### 指示
スカイ・クロラについての本文を読んで、次の質問に答えてください。
1. 書き手がスカイ・クロラシリーズを通して読んでいるのは、何がきっかけですか。
2. 脚本家について、本文はどんな人だと書いていますか。
3. 登場人物がもたないとされる「せっぱつまった精神構造」は、どの作品のだれに見られたものですか。

### 本文
┌──
実際はこうなるだろう「スカイ・クロラ」。そして果たして、オタクは決断主義の現実をどう眺めるか?

 映画化公開ということで、スカイ・クロラシリーズを通して読んでます。そうすると、ぽつぽつ浮かび上がってくる考えがあるので、ダダ書きの羅列のメモ書き。

  • スカイ・クロラは実の所、まっとうな作品になると思う。
  • 脚本家が女性であることや私生活をおおっぴらに語るぐらい、監督の安定感が増した。
  • 多分、クサナギ←→娘の関係を通して、監督は自分と娘の関係を見るのだろう。そこには育児は人形遊びではなかったイノセンスの続きが現れる。子供は同化しえない、しかし同じ人間であるとされるだろう。
  • 登場人物が事態の当事者であることが切実ではないように描かれるだろう。彼らはパトレイバー後藤隊長や南雲隊長に見られたせっぱつまった精神構造をもたない。それなりに、道なりに生きて、ただしそれでも「降りてしまう」人間と「降りない」人間の差異が描かれる。人が機械に近付いていくことがいびつではなく、一種の自然の営みであるように捉えられる。従って、実存についての悩みは少なく、自分の軌跡を振り返ることも少なく、ただ今のこの瞬間、切り取られた風景を描く絵画のように最適なレイアウトを選びぬこうとする姿が描かれるだろう。
└──
### データ項目
┌──
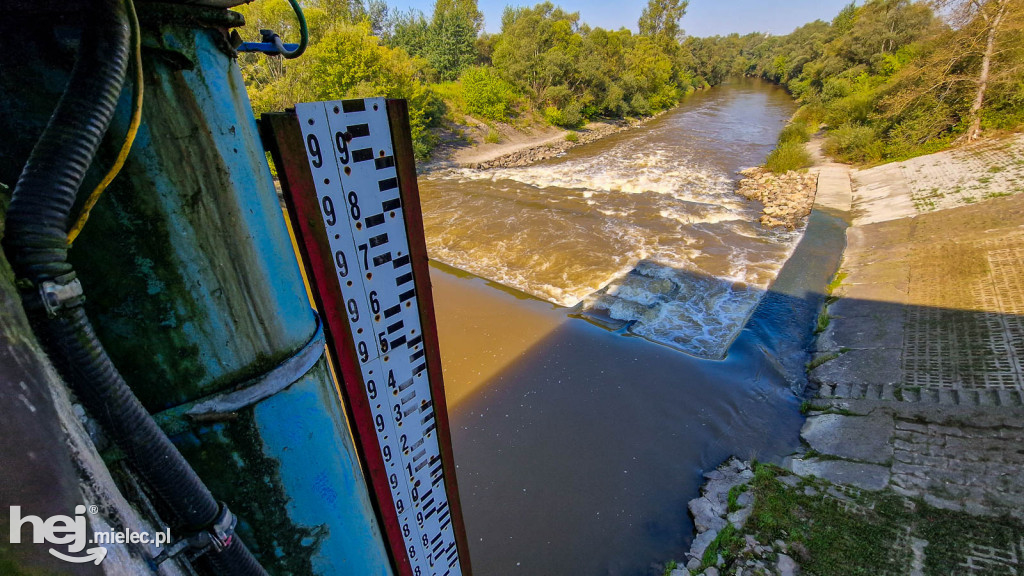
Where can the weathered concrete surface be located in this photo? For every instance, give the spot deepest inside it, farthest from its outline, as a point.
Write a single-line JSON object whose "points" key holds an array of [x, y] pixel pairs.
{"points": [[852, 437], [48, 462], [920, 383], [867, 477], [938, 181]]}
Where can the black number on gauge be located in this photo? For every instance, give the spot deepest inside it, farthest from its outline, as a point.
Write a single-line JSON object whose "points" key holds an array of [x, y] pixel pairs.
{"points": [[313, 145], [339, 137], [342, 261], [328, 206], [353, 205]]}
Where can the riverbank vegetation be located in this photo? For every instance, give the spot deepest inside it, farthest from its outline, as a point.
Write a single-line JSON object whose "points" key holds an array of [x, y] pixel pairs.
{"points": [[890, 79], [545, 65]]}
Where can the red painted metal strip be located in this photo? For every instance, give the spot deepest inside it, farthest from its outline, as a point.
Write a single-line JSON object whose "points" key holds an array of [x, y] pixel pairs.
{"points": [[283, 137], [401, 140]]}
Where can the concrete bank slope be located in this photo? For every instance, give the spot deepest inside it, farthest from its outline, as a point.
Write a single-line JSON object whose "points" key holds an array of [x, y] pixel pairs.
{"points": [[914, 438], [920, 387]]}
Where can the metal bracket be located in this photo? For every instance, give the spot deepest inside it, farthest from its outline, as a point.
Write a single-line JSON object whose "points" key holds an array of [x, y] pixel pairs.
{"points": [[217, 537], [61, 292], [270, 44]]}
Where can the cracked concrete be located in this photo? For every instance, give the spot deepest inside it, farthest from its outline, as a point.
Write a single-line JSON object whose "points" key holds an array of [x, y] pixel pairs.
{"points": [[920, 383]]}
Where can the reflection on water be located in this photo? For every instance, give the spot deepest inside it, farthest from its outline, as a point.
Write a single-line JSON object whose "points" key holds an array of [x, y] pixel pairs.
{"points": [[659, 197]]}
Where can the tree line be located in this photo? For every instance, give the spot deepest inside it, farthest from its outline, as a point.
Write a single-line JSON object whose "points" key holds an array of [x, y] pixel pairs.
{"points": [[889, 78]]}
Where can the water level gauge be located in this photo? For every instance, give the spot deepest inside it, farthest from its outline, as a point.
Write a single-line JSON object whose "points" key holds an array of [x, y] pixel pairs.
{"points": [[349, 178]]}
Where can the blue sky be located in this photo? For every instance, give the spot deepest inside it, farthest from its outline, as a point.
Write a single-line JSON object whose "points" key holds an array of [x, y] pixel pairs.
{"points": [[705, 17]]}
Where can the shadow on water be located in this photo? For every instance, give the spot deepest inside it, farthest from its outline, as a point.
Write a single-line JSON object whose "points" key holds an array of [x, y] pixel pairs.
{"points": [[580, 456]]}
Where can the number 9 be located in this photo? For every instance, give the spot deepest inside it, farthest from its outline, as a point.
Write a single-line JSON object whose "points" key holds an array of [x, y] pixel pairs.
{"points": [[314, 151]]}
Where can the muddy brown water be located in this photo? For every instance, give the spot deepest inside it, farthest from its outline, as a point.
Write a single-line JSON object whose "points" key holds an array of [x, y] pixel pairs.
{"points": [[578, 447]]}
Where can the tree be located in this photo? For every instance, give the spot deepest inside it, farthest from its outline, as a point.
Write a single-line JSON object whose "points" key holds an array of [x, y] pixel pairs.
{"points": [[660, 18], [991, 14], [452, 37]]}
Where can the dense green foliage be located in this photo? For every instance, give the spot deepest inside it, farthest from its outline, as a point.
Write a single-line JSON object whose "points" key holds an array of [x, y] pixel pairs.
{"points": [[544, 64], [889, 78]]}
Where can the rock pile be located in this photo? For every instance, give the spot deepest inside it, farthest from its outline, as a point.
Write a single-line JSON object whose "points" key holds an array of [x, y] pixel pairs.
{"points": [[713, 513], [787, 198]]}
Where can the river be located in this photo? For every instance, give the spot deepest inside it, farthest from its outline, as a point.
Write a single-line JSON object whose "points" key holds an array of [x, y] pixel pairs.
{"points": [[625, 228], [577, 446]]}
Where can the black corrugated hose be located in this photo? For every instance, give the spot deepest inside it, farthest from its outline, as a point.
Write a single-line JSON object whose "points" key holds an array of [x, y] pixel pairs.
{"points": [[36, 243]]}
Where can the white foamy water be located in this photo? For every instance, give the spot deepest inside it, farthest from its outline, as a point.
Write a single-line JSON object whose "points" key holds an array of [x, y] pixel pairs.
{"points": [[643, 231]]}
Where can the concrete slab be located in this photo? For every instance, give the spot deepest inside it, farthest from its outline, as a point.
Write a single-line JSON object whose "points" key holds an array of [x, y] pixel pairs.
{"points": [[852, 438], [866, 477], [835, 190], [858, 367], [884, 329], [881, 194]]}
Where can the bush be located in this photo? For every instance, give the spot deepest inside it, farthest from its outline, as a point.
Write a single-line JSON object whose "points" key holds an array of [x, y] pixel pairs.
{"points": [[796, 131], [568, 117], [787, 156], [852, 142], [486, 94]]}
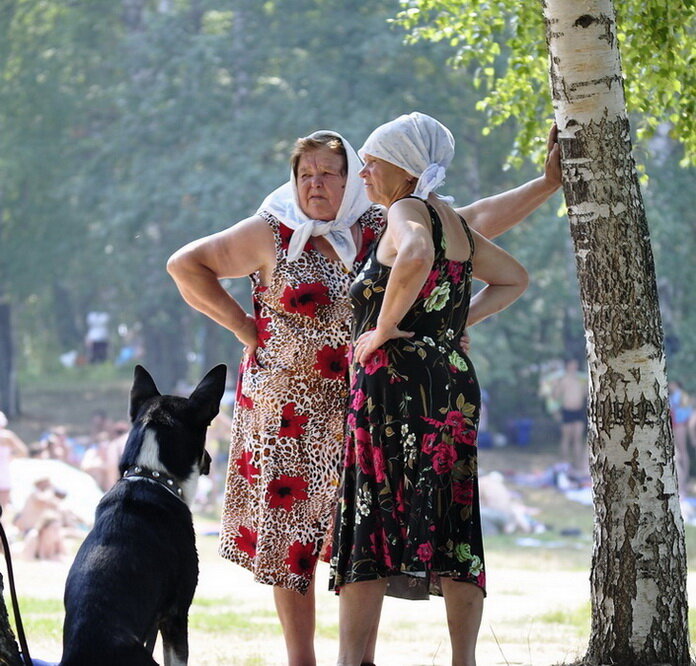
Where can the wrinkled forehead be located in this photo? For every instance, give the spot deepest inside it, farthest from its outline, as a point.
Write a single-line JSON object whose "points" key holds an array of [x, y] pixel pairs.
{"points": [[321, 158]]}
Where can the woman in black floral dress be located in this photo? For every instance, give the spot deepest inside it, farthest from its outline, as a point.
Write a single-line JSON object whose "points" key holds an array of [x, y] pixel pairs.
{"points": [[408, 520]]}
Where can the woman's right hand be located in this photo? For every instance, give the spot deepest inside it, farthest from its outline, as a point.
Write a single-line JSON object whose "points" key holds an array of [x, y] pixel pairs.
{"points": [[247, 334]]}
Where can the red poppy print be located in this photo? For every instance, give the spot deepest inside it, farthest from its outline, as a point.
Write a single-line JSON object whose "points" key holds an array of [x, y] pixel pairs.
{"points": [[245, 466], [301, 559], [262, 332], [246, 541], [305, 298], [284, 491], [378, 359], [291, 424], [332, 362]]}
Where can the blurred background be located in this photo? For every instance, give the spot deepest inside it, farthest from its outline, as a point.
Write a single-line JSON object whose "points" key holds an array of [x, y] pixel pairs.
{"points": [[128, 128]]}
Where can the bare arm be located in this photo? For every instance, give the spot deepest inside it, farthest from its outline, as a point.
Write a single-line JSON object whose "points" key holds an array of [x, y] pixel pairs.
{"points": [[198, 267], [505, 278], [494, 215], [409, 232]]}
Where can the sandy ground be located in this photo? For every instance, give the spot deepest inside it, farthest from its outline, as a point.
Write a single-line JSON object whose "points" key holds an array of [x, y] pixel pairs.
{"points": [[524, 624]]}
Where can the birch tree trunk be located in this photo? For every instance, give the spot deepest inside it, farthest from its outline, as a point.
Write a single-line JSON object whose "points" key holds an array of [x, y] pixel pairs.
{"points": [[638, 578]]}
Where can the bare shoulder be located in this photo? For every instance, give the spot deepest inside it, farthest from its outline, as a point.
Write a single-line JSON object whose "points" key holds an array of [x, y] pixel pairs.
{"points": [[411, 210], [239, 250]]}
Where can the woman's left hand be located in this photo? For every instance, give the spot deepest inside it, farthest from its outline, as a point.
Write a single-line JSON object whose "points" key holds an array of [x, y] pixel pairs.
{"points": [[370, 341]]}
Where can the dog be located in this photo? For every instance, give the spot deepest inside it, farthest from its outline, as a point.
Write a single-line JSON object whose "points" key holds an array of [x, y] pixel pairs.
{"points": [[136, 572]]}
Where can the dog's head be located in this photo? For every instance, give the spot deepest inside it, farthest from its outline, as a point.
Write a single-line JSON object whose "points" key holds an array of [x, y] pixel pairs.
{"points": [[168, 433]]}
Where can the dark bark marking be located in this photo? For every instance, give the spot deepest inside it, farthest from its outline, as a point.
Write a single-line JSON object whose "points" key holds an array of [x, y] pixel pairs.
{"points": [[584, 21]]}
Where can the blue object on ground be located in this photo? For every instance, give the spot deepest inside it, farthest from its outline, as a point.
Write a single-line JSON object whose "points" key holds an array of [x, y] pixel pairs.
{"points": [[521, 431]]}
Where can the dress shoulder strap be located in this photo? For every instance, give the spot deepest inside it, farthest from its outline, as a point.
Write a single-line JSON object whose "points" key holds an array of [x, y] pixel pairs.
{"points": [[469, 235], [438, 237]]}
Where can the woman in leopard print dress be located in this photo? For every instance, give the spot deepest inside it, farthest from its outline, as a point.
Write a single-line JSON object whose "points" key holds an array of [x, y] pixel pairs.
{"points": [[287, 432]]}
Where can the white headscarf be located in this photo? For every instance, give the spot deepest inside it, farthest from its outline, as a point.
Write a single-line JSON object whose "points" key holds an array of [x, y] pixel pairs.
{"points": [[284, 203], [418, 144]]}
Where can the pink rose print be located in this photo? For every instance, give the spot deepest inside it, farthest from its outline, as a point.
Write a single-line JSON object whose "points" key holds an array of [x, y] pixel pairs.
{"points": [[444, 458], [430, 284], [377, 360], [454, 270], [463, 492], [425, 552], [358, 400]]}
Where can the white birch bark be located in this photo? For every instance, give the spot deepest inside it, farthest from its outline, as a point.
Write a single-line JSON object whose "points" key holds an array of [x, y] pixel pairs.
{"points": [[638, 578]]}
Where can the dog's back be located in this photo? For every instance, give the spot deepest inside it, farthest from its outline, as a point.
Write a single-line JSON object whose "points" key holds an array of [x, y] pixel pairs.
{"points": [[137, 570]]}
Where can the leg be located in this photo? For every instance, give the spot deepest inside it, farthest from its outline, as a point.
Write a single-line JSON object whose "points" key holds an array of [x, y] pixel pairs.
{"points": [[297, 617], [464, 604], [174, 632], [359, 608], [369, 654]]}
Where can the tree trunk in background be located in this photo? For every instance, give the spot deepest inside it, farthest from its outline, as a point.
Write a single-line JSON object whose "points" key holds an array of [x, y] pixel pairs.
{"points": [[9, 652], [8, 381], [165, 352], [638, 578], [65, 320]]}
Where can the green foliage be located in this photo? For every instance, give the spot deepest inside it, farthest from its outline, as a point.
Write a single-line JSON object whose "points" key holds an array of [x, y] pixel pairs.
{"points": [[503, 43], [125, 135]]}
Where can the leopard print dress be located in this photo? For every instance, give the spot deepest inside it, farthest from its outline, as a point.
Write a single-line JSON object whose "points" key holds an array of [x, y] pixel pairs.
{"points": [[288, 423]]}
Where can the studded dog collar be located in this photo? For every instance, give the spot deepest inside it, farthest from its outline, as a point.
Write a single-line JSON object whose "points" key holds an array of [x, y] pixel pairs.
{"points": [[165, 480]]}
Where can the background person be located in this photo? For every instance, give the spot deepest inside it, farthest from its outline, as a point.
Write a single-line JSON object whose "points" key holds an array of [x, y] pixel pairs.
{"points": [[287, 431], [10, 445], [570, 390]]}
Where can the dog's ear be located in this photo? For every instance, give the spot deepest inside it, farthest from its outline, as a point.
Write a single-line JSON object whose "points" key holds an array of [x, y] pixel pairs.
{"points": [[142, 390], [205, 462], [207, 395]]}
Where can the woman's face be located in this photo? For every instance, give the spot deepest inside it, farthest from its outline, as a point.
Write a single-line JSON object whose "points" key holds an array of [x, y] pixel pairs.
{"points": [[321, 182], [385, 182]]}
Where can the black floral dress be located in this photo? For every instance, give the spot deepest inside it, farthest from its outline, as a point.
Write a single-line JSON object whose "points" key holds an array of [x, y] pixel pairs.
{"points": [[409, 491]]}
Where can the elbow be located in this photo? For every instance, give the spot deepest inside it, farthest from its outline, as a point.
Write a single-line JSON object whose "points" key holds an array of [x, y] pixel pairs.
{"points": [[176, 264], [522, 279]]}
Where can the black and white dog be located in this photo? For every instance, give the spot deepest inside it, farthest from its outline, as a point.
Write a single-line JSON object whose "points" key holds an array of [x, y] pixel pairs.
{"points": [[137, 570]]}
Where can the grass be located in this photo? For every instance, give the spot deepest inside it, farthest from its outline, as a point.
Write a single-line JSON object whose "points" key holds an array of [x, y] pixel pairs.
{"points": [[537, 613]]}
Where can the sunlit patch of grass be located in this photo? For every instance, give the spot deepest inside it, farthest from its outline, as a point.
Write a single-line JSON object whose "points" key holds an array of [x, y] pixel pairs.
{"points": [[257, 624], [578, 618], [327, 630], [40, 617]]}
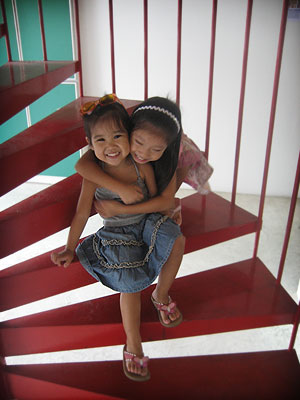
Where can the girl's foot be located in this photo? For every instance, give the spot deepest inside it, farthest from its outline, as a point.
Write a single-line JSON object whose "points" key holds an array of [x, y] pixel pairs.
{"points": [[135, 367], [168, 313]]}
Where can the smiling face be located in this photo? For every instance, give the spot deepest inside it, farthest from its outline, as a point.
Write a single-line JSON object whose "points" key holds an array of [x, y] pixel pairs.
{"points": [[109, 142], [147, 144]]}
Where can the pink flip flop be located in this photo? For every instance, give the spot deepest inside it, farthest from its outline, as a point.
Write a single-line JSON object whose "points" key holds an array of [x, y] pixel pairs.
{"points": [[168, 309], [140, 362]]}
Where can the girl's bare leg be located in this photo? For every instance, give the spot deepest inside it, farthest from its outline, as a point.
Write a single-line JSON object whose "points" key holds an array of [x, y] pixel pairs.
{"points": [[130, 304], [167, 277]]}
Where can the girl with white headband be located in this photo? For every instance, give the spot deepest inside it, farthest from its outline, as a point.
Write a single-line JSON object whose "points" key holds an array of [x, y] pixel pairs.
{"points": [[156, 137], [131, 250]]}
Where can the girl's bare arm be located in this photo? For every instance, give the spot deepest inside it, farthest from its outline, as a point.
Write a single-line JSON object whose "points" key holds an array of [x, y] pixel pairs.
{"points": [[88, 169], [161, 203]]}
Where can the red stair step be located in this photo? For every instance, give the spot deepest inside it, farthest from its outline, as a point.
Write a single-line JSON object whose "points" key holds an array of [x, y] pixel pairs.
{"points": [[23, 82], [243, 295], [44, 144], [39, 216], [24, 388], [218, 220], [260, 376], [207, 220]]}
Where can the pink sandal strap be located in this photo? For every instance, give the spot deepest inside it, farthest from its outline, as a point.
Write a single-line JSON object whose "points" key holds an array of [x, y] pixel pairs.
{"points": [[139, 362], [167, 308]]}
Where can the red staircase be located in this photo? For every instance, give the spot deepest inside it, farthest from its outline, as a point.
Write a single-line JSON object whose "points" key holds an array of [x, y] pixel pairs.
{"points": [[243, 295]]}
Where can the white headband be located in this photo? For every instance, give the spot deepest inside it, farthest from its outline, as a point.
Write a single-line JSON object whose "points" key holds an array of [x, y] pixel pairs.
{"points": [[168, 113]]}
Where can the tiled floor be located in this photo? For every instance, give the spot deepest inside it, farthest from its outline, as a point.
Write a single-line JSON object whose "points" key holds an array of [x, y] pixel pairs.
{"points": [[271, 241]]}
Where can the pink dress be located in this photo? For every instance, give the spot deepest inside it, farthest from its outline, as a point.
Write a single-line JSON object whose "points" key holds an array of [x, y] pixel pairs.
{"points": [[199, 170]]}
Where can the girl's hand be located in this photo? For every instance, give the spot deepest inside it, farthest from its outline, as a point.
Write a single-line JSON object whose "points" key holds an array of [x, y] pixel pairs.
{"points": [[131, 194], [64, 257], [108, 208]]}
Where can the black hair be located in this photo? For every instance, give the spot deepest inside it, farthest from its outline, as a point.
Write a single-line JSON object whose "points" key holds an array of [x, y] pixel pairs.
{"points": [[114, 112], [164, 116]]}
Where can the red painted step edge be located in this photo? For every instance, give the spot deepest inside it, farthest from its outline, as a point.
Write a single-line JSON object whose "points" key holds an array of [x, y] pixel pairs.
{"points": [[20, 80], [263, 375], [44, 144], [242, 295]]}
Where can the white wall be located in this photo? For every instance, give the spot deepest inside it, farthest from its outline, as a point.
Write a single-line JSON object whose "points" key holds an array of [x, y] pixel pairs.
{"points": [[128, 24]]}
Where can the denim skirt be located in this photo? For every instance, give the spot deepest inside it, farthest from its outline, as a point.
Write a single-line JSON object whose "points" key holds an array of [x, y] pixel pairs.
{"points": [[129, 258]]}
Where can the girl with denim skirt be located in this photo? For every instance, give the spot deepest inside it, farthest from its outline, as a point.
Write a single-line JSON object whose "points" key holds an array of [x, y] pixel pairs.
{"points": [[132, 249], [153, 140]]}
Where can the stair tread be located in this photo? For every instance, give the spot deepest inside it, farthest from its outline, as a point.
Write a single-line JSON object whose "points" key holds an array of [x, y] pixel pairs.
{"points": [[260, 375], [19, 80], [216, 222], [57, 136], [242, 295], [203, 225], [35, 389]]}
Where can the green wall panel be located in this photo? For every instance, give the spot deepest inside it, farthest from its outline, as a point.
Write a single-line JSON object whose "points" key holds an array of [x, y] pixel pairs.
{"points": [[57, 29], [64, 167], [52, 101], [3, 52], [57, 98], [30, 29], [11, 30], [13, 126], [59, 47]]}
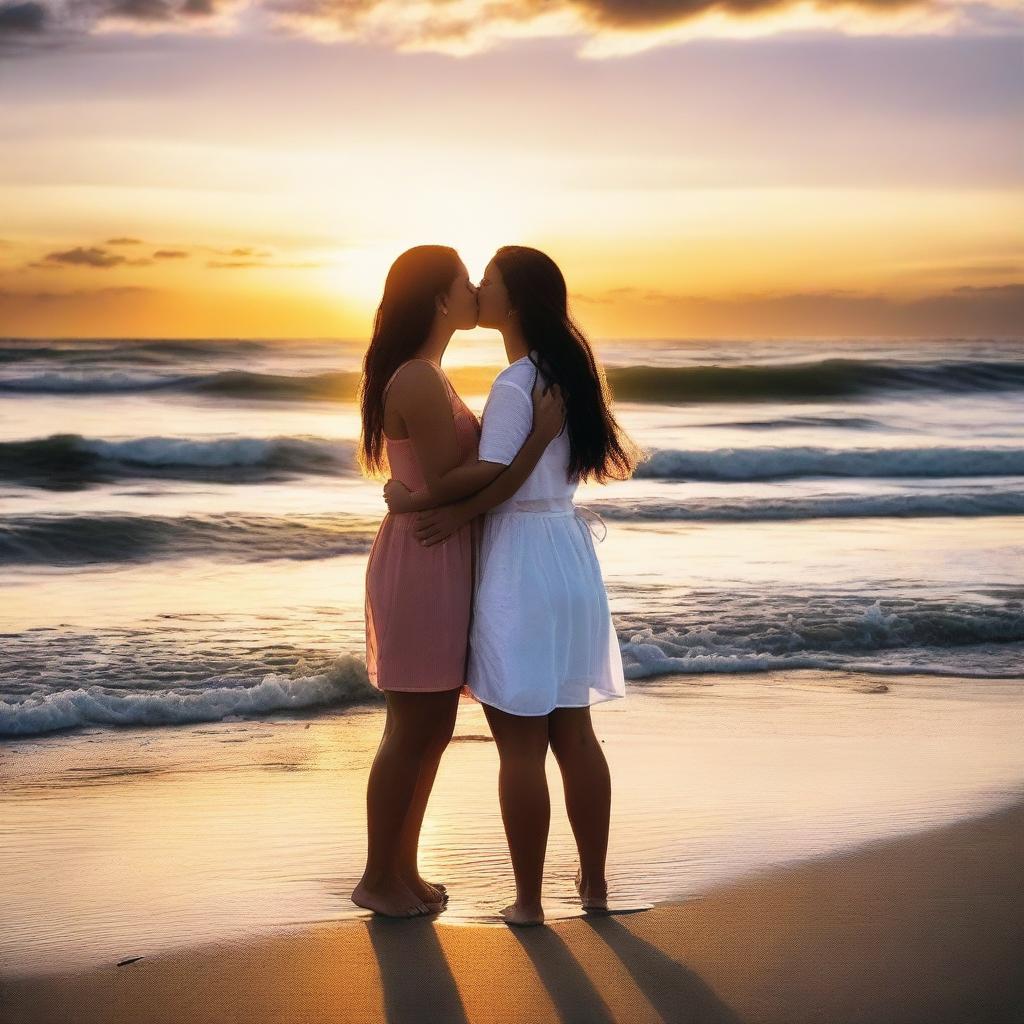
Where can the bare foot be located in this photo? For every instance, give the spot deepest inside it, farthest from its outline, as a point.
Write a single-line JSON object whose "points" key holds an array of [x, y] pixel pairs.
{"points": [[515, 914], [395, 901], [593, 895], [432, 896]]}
└──
### 回答
1. 映画化公開です。
2. 女性です。
3. パトレイバーの後藤隊長と南雲隊長です。